■ EXERCISE ■
Report how many lines below include "target", giving the figure alone.

■ DATA SHOWN ■
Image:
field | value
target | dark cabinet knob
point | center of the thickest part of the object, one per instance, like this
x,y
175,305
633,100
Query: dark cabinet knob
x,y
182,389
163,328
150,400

---

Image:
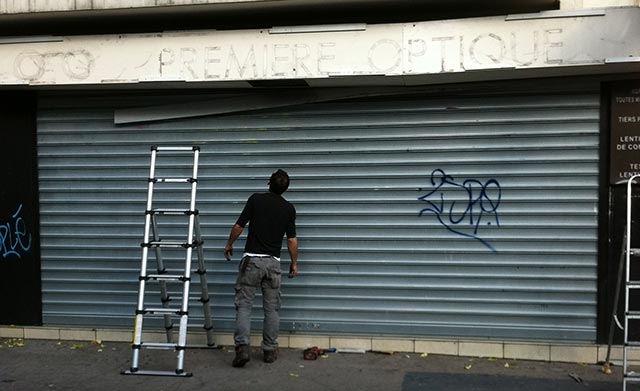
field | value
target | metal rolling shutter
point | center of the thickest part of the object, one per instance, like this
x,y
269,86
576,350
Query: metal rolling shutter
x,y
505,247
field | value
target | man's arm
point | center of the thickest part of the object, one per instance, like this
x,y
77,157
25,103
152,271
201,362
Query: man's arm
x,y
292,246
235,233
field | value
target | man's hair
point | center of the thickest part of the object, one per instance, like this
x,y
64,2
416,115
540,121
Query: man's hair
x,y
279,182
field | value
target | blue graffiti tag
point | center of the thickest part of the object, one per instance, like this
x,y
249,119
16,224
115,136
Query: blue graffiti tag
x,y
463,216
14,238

---

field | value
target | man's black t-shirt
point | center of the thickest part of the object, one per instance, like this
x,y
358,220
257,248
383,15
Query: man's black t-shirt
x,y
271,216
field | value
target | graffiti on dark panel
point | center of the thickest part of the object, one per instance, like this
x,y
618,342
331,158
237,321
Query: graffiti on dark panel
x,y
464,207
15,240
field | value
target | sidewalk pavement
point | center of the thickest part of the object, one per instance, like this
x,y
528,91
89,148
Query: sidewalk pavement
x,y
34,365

■ RESULT OF THIS EXERCISE ■
8